**Tasks to complete:**
(A) From the interview below, extract the passage starting with "What else have" and going on through "this current time.".
(B) Answer these questions using the interview below.
(i) Which writer has the speaker read almost all the books of?
(ii) For about how many years has the speaker been writing almost exclusively film scores?
(iii) What was the name of Peter Baumann's label that Tangerine Dream was signed to in the 80's?

**Article:**
....
What else have I read recently? I’m always so consumed by the book I’m reading right now that I forget the others before. Over time, there’s been certain writers that I had a resonance with. Haruki Murakami is somebody that I have read almost all his books, and he tends to be a major source of inspiration. There’s a guy David Mitchel, he wrote Cloud Atlas, his most famous one. A lot of these authors write in non-linear narratives, I compare that to the messy aspect of making music. Their stories feel current, they feel like they they’re reflecting life as it is now, not as it was a hundred years ago. I’m usually inspired by people and writers that seem to hit a nerve with how I perceive reality right now, which is not very classical. It’s a different time, and it’s good to read, hear or see something that feels like this current time.

You’re also well known with your movie scores. How many soundtrack albums do you approximately have? So many, right?

Yeah, maybe too many. (laughs)

What pleasures can someone get by scoring movies? Is it as enlightening as making Exit Ghost?

It’s a wonderful job. I love doing this kind of work. I get bored quickly and it always takes me to different corners. It’s not like having a music career and having to stuck with one sound in film and TV. You can go wherever the project wants to go. In terms of having more adventure or more spectrum in your musical life, it’s quite wonderful. It’s also wonderful to be in the service of a project, to not have to put your ego into it and just say “No, this is not about the composer, it’s about making the movie or the show better.” I love all of these aspects.

Having said that, I’ve been writing almost exclusively film scores for 20 years or so, and after a while there is the danger to lose your musical self a little bit because you’re always in the service of these projects. That was certainly a motivation for Exit Ghost. Every once in a while, you want to express something that is not directed towards a film plot or a television show. You want to shine the flash light to somewhere else. I think that’s important and necessary to sometimes be free of these cause-and effect relationships that you have with any job. When someone says, “I’ll give you money, now write some music,” you’re not free at that point. You’re in the service of a project. Doing your own music, you keep yourself the chance to be free of these strings and just say “I can go wherever that takes me.”

I have a couple of more questions. Firstly, you have another current project called The Neuland Project. Did I pronounce that correctly?

Yes, pretty close.

The project is with Peter Baumann, which is interesting. He’s, such as yourself, an ex-Tangerine Dream member. How did that partnership develop? Because you weren’t in the band together at the same time…

We weren’t in the band together, but in the 80’s, Tangerine Dream was signed to Peter Baumann’s label, Private Music. I met Peter as my label boss, basically, he was the head of Private Music, and obviously a former Tangerine Dream member. That’s how we first met. We both live on the West Coast. He used to live in Los Angeles, he’s now in San Francisco, I’m still in Los Angeles. We kept in contact over the years and we always enjoy each other’s company, we’re both musicians… It’s all natural. Every once in a while, we want to make music together. We did it once: In the early 90’s, we did a project called Blue Room that wasn’t (officially) released and we did it again a few years ago. It’s just fun making music together. We have this common background of different periods in Tangerine Dream. It’s similar to Exit Ghost, there is an aspect of past in it and also the future, where you want to take it, what you think is possible or should be possible in electronic music. It was a natural process that led to this project.
....
**Excerpts from a point labeling dataset:**

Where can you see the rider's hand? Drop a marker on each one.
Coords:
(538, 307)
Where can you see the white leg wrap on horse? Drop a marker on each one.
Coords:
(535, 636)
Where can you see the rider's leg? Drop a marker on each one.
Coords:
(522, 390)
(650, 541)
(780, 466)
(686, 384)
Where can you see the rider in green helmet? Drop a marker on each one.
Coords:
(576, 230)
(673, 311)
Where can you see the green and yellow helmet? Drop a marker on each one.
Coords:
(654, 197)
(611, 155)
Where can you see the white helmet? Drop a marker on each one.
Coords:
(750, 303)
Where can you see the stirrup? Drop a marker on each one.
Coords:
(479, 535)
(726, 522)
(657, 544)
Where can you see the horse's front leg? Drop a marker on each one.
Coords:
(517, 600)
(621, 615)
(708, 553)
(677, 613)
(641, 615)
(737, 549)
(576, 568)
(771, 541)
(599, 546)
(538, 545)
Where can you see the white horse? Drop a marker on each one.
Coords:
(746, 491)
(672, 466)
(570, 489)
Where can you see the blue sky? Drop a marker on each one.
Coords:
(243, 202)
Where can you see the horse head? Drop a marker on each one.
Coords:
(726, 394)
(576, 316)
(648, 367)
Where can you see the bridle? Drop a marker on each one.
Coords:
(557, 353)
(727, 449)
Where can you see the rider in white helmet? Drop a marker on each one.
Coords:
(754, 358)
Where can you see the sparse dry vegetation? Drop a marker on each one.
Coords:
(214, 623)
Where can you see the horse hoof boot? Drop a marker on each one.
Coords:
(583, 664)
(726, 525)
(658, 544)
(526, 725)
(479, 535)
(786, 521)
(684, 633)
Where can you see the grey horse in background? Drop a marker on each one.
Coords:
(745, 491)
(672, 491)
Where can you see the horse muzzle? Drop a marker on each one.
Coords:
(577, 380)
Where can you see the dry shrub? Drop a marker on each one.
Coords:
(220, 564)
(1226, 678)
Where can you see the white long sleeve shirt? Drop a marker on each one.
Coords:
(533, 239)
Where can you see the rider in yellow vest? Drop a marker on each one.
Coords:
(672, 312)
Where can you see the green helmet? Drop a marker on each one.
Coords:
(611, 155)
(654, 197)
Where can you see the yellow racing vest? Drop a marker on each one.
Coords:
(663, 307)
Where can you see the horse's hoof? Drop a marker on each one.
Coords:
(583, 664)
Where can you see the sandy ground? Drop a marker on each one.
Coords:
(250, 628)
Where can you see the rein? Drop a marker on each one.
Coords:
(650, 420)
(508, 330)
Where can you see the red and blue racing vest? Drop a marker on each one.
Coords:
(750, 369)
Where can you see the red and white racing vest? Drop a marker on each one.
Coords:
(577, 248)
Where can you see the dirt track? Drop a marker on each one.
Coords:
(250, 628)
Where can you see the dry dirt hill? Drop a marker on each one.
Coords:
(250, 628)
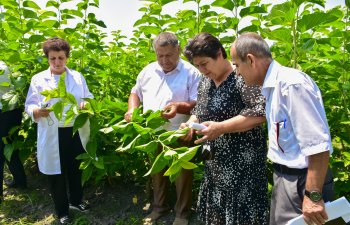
....
**Results of the tasks:**
(A)
What else have I read recently? I’m always so consumed by the book I’m reading right now that I forget the others before. Over time, there’s been certain writers that I had a resonance with. Haruki Murakami is somebody that I have read almost all his books, and he tends to be a major source of inspiration. There’s a guy David Mitchel, he wrote Cloud Atlas, his most famous one. A lot of these authors write in non-linear narratives, I compare that to the messy aspect of making music. Their stories feel current, they feel like they they’re reflecting life as it is now, not as it was a hundred years ago. I’m usually inspired by people and writers that seem to hit a nerve with how I perceive reality right now, which is not very classical. It’s a different time, and it’s good to read, hear or see something that feels like this current time.

(B)
(i) Haruki Murakami
(ii) 20 years or so
(iii) Private Music